/MdVRNet

[VISAPP 2022] MdVRNet: Deep Video Restoration under Multiple Distortions

Primary LanguagePython

MdVRNet: Deep Video Restoration under Multiple Distortions (VISAPP 2022)

Paper

Overview

This code is the Pytorch implementation of the paper "MdVRNet: Deep Video Restoration under Multiple Distortions" by Claudio Rota and Marco Buzzelli.

Abstract

Video restoration techniques aim to remove artifacts, such as noise, blur, and compression, introduced at various levels within and outside the camera imaging pipeline during video acquisition. Although excellent results can be achieved by considering one artifact at a time, in real applications a given video sequence can be affected by multiple artifacts, whose appearance is mutually influenced. In this paper, we present Multi-distorted Video Restoration Network (MdVRNet), a deep neural network specifically designed to handle multiple distortions simultaneously. Our model includes an original Distortion Parameter Estimation sub-Network (DPEN) to automatically infer the intensity of various types of distortions affecting the input sequence, novel Multi-scale Restoration Blocks (MRB) to extract complementary features at different scales using two parallel streams, and implements a two-stage restoration process to focus on different levels of detail. We document the accuracy of the DPEN module in estimating the intensity of multiple distortions, and present an ablation study that quantifies the impact of the DPEN and MRB modules. Finally, we show the advantages of the proposed MdVRNet in a direct comparison with another existing state-of-the-art approach for video restoration.

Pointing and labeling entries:
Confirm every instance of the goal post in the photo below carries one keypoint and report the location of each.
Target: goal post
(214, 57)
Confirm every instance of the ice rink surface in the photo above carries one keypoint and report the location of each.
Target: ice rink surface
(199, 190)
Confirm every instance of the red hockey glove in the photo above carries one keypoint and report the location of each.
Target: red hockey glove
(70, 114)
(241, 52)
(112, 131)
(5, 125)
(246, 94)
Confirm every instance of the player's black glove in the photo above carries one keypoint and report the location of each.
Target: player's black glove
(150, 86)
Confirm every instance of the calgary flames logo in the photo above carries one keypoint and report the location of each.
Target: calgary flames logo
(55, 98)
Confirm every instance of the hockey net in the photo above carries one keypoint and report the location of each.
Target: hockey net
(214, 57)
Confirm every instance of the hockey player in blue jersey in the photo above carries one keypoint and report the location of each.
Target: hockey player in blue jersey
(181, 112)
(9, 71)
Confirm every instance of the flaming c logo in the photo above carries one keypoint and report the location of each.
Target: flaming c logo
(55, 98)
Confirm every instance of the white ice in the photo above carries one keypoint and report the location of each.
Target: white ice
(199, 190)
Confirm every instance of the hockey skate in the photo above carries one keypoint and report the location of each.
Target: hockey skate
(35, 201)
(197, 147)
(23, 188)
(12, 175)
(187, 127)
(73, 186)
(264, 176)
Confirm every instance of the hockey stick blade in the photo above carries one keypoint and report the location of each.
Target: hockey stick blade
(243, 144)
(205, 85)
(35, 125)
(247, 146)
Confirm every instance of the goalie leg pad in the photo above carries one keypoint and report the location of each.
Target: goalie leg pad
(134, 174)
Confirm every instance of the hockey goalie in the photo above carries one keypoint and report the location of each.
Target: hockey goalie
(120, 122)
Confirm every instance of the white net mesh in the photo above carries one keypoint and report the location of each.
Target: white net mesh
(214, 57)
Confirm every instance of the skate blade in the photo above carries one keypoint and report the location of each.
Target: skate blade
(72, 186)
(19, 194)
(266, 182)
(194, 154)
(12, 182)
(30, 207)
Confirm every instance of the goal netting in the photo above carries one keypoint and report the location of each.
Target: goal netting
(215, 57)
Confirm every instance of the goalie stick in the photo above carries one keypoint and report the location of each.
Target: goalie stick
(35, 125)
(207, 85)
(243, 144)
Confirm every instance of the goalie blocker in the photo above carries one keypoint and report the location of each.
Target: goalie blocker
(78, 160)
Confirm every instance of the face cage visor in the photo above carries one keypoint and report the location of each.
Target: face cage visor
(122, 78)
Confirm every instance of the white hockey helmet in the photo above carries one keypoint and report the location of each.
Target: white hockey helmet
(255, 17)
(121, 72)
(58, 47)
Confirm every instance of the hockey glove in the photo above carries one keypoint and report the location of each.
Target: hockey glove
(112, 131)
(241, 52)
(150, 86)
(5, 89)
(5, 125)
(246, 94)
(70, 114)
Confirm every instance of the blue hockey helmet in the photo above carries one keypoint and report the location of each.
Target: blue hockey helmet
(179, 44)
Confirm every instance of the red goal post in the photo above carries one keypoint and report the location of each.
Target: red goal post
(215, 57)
...
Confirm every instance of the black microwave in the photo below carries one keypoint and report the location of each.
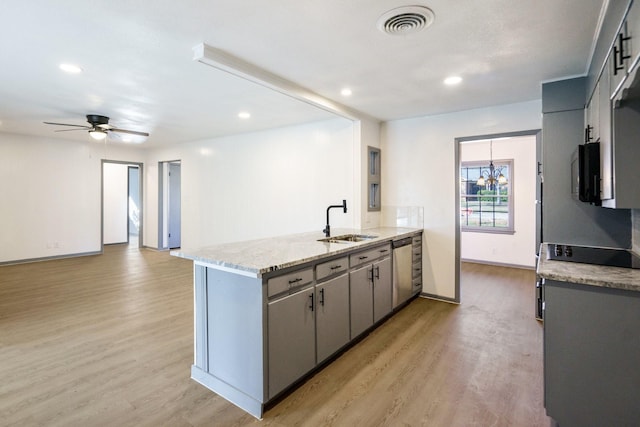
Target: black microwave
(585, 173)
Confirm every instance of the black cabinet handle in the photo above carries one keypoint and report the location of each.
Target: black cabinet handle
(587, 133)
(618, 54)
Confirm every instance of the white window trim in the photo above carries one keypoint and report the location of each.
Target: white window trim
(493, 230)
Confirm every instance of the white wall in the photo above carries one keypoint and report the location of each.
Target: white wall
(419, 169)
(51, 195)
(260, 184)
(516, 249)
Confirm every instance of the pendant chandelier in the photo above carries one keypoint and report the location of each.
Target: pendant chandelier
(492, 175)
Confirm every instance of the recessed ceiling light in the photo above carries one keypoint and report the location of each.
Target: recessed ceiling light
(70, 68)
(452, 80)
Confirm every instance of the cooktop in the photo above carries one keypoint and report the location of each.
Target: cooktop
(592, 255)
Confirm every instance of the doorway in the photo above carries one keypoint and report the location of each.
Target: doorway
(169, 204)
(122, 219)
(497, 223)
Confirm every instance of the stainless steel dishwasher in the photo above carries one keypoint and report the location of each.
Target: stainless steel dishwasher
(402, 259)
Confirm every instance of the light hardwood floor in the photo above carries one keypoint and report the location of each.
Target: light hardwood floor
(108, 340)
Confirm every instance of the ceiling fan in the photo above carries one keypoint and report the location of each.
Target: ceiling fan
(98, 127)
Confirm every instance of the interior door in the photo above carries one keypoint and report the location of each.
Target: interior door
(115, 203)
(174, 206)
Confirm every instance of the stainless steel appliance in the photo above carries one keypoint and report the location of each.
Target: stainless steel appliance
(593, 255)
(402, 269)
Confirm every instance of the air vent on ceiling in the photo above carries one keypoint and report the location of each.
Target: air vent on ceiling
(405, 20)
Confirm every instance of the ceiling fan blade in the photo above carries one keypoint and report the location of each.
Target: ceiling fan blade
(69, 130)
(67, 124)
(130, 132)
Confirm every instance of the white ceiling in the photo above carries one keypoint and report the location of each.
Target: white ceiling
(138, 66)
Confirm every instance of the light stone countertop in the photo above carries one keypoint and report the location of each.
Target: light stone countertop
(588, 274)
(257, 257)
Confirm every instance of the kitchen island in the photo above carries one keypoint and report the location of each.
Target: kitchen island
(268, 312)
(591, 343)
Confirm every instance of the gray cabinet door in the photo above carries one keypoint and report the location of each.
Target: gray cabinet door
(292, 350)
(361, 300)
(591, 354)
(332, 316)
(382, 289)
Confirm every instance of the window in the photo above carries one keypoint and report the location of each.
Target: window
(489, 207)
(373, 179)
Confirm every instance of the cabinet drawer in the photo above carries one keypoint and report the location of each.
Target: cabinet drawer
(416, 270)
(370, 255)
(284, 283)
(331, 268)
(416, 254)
--
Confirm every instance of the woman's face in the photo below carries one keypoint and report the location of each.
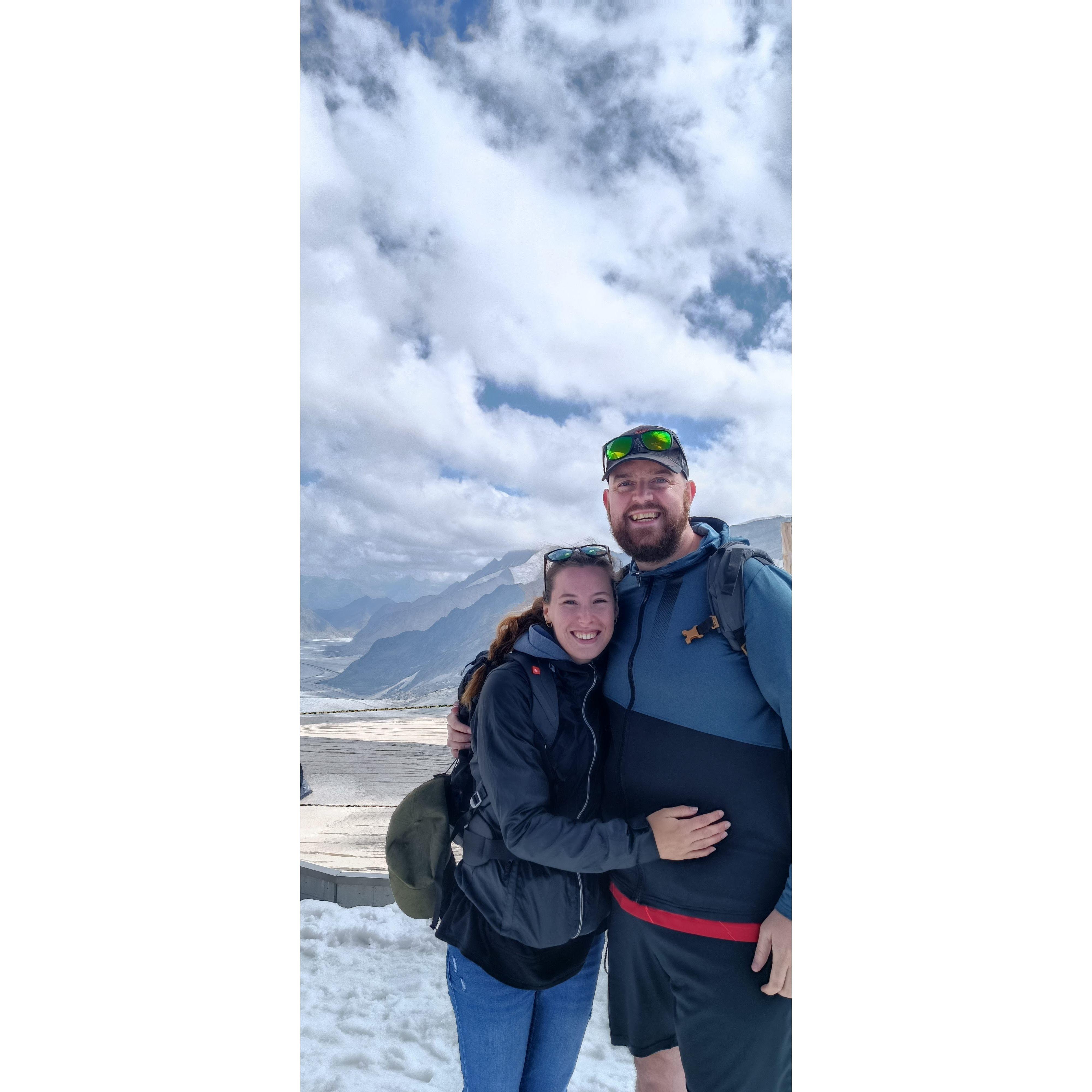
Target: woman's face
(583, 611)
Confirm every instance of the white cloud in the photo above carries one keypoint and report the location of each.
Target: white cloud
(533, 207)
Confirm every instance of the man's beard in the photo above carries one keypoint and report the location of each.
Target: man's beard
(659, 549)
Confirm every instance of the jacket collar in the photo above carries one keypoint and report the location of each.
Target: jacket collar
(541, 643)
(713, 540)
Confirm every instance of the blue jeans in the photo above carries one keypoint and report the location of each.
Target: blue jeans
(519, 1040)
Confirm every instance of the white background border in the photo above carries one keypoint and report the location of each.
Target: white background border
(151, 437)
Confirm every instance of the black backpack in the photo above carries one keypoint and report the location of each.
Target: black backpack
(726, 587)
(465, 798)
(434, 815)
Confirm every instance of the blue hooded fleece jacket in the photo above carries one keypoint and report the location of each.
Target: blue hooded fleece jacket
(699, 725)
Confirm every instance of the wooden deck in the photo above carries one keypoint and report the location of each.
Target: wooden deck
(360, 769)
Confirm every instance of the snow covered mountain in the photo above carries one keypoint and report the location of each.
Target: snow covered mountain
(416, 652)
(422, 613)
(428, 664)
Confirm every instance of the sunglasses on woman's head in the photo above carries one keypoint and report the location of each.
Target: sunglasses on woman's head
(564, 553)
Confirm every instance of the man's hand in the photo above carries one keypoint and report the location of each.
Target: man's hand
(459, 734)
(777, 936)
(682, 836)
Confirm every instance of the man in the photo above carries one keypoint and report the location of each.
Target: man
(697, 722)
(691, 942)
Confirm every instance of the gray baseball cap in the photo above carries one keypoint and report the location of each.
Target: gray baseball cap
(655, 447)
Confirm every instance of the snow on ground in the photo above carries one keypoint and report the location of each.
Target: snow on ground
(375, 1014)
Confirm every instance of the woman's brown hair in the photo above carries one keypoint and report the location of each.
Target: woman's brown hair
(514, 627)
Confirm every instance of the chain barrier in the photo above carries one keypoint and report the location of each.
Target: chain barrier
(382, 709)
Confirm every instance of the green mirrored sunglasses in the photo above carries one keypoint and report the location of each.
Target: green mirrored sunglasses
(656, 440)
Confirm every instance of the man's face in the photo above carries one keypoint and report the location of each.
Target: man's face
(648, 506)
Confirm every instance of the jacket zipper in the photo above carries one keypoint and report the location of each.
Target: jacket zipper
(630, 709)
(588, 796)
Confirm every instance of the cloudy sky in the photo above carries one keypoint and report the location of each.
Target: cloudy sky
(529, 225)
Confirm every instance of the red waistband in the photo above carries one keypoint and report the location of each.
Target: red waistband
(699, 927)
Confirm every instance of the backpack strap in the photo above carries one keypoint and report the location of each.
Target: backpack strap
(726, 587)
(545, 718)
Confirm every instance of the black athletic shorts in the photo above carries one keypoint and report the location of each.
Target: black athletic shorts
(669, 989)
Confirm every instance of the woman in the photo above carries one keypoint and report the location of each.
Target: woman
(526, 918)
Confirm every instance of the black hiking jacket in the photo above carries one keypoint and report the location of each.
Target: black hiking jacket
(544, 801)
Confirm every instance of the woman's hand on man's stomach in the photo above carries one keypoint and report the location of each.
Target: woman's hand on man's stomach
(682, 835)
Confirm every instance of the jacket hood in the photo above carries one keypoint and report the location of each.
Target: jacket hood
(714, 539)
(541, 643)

- **Exercises to complete**
(a) State how many lines of the records contain the string "beard", giving only the number.
(b) Write the next part of the MdVRNet video restoration text, starting after its final sentence.
The text and the records were drawn from separate, unrelated sources.

- **Response list**
(a) 2

(b)
Architecture

Results

Datasets

In the paper, we used the following datasets:

  • DAVIS 2017: 120 480p sequences
  • Set8: 4 sequences from the Derf 480p testset ("tractor", "touchdown", "park_joy", "sunflower") plus other 4 540p sequences

Trainset

We trained MdVRNet using the DAVIS 2017 trainset.

Testsets

We evaluated MdVRNet using the DAVIS 2017 testset and the Set8 dataset.

User guide

Dependencies

Python 3.6 + CUDA 11.2

  • torch==1.2.0
  • torchvision==0.2.1
  • scikit-image==0.16.2
  • pytest==5.4.1
  • pycodestyle==2.5.0
  • opencv-python==3.4.2.17
  • future==0.18.2
  • tensorboardx==2.0
  • nvidia-dali==0.10.0

You can install all the python dependencies by executing

pip install -r requirements.txt

Help

All the scripts necessary for training and testing the models have a helper function that shows all the possible parameters you can specify in the scripts. To visualize such parameters, add --h when you call the scripts. In the following instructions, only the basic commands are specified.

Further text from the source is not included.